— start Quoted passage —
Hi guys,
After a bit of help today making library files from older assembly projects I created in the past I am noticing some interesting speed observations between ASM and C/C++.
My tests involve some heavy math calculations and I'm measuring how many calculations I can do per second in Asm against the equivalent in C++.
In Debug mode my Asm routines are anywhere up to 600% faster than the C++ counterpart, but then when you switch to release mode the C++ becomes anywhere between 200% - 2000% (depending on the function), faster than what my Asm code is.
Would this be because the compiler is seeing the same loop over and over, and can see the result isn't changing and therefore optimising out a lot of code?
Would the results change if the data being fed in to the functions was different on each loop? (I'll try something along those lines and report back shortly).
Love to hear your thoughts. I find it to be an interesting subject.
You should be able to see if the compiler is doing loop optimization by looking at your actual code in the debugger: code a simple loop in C and see if the code corresponds to what you think it should be in assembler.
It's also possible that your assembly code isn't all that efficient. Are you just doing that simple addition test, or is your function more complex?
Lots of stuff here on speed optimization if you look around; there are a lot of folks here who think that's important. (I don't, but I'm in the minority around here.)
An example is this one. Just a simple function to set the Identity Matrix (for 3D stuff).
MatrixIdentity PROC mat:DWORD
mov eax, mat
tempMat equ [eax.MATRIX]
mov ecx, MATRIX_REAL_ONE
mov tempMat._11, ecx
mov tempMat._22, ecx
mov tempMat._33, ecx
mov tempMat._44, ecx
mov ecx, MATRIX_REAL_ZERO
mov tempMat._12, ecx
mov tempMat._13, ecx
mov tempMat._14, ecx
mov tempMat._21, ecx
mov tempMat._23, ecx
mov tempMat._24, ecx
mov tempMat._31, ecx
mov tempMat._32, ecx
mov tempMat._34, ecx
mov tempMat._41, ecx
mov tempMat._42, ecx
mov tempMat._43, ecx
ret
MatrixIdentity ENDP
I can't see how it would be possible to shorten this any further.
Then I have other more complex matrix functions, but again, can't think of any way to possibly make them leaner.
Just off the top of my head here: since you're just setting 16 DWORD elements here, if they're in a contiguous block, you could do something like this:
; First set 4 elements to MATRIX_REAL_ONE:
MOV EAX, MATRIX_REAL_ONE
MOV ECX, 4
MOV EDI, mat
REP STOSD
; Now set the remainder to MATRIX_REAL_ZERO:
MOV EAX, MATRIX_REAL_ZERO
MOV ECX, 12
REP STOSD
Of course, if they're not in 2 contiguous blocks like I'm assuming here, you'll have to do something different. You could zero the whole thing out first, then just set those 4 elements to MATRIX_REAL_ONE.
Nice one! I wasn't aware of REP.
The locations getting set to 1 aren't contiguous, but I see what you're getting at there.
Or you could construct the matrix in memory, then just copy the whole block over in one fell swoop:
MatrixData DD <matrix data here>
PUSH ESI
PUSH EDI
MOV ESI, OFFSET MatrixData
MOV EDI, mat
MOV ECX, SIZEOF MatrixData / SIZEOF DWORD
REP MOVSD
POP EDI
POP ESI
More data, but mo' faster.
— end Quoted passage —
**Requests:**
1) Translate this sentence from the forum thread into Spanish: "It's also possible that your assembly code isn't all that efficient."
2) In the forum thread, take the stretch from "Would the results" through "(for 3D stuff)." and give it again with "debugger" swapped for "disassembler".
— start Information shown —
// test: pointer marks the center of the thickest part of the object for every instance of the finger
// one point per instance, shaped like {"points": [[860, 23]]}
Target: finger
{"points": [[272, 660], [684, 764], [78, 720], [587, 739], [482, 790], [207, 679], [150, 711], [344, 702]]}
— end Information shown —
**Solutions below:**
1) También es posible que tu código ensamblador no sea tan eficiente.

2)
Would the results change if the data being fed in to the functions was different on each loop? (I'll try something along those lines and report back shortly).
Love to hear your thoughts. I find it to be an interesting subject.
You should be able to see if the compiler is doing loop optimization by looking at your actual code in the disassembler: code a simple loop in C and see if the code corresponds to what you think it should be in assembler.
It's also possible that your assembly code isn't all that efficient. Are you just doing that simple addition test, or is your function more complex?
Lots of stuff here on speed optimization if you look around; there are a lot of folks here who think that's important. (I don't, but I'm in the minority around here.)
An example is this one. Just a simple function to set the Identity Matrix (for 3D stuff).